### [SOURCE EXTRACT]
*-*-*
I was uncommonly silent.
"Can you imagine the bizarre mix of people a My Masonic Apron party would attract? People tossing back and forth your gay catchphrases and there would inevitably be this awkward moment where they'd all look at you with the realization that this... awesome schmuck is the reason they're all together? Oh my God, it would be so beautiful."
"Right," I said, "like the Last Supper, only with pork and more clothes. I would insist on fancy dress, and bacon-wrapped scallops."
This happy little reunion got me thinking about what exactly a My Masonic Apron party might look like. As I've said, I'm not so much into the whole party thing. It's distinctly possible that my stodgy side would come out at such an event, causing it to look something like this:
You might think that nobody could possibly have fun at a party like this, but you can tell that they've just come off a totally raucous game of Pin-the-Tail-on-the-Negro-Manservant, and that the tea was damn good.
It should come, I would hope, as no surprise to you that I am incapable of executing anything as self-indulgent as a party for my blog. Believe me when I say that I am perfectly happy celebrating events like my 700th Blogday as I celebrate a lot of small victories and notables: by myself. My wife, in fact, is out tutoring as I bang out this little post, recognizing my little accomplishment, and the fact that there are no random faces around me is really okay. It's kind of how I want it. It's kind of how I run my life. I'm even okay with the fact that there is no food in front of me that is wrapped in bacon.
700 posts. Since March 13th, 2009. Seven. Hundred.
Some sloppy ol' assbubble should be opening up a bottle of champagne somewhere, don't you think?
*-*-*
### [DATASET CONTENT]
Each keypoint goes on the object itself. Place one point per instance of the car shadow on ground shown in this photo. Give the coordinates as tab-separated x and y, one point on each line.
*-*-*
### [TASK INSTRUCTIONS]
a: Name every food or drink that the blog post mentions.
b: Continue the blog post after its final sentence.
The lines have no connection to the blog post.

### [RESPONSES PER TASK]
a: Pork, bacon-wrapped scallops, tea, champagne, and bacon (as food "wrapped in bacon").

b:
The plain fact of the matter is: I don't like parties. And I like people about as much. That's not to say I wouldn't like you if I met you-- don't get me wrong-- I just love being at a distance. It's so... safe. That's, after all, what we love about our little internet, isn't it? The safety. The avatarness of it all. The fact that we don't have to answer to anybody except our own demons and, if life gets too hot, there's always that little "x" in the upper righthand corner of the monitor.
That's not to say I wouldn't wholeheartedly support your hosting a My Masonic Apron Appreciation Party in my honor. Do it. I encourage this. I endorse it. Have your guests dress up as their favorite G&S character. You be the Duke of Plaza Toro. My reader in Waterbury, CT can be Patience. Tampa can be The Fairy Queen from Iolanthe. Take pictures. Put them up on The Book of Face.
You bring the bacon.
Tell me all about it.
And I'll send content, sincere, half-frown smiles from home.
Monday, February 7, 2011
Sorry about that.
On Saturday night, while my wife and I were cleaning up after making fresh lemon bread (really, it's more like cake-- I'll give you the recipe, if you want it. It culminates in drizzling lemon juice and sugar all over the top of the loaf, if that's any indicator of its awesomeness) my cellphone rang. It was my father. I was to call him, "you know, Mummy-- later. Whenever. When you are... relaxed."
When I'm relaxed, I thought. What a strange thing to say. I am never relaxed, except post coitally, or post poo, and neither of those situations seemed like an entirely appropriate time to be phoning my father. So I said to my wife, "Let's get whatever bullshit this is over with so we can go watch COPS," and I dialed his number. It was 7:40pm. I let the phone drop on the floor at 8:45.
"Mummy, I just wanted to let you know," he said at the beginning, "that your sister put an offer in on a house across the street from you, and the offer was accepted, and so she is going to live there, with her son and her husband, and her husband's other son. Together. Across the street from you."
What followed was one of the longest silences I've ever endured in my life. A silence fraught with tension, where I could actually feel my blood pressure rising. My back began to sweat. My eyes darted over to my wife, who was busying herself wiping down the gold-flecked Formica countertop. He said nothing, and neither did I-- because that's what a silence is.
(Just ask Pinter.)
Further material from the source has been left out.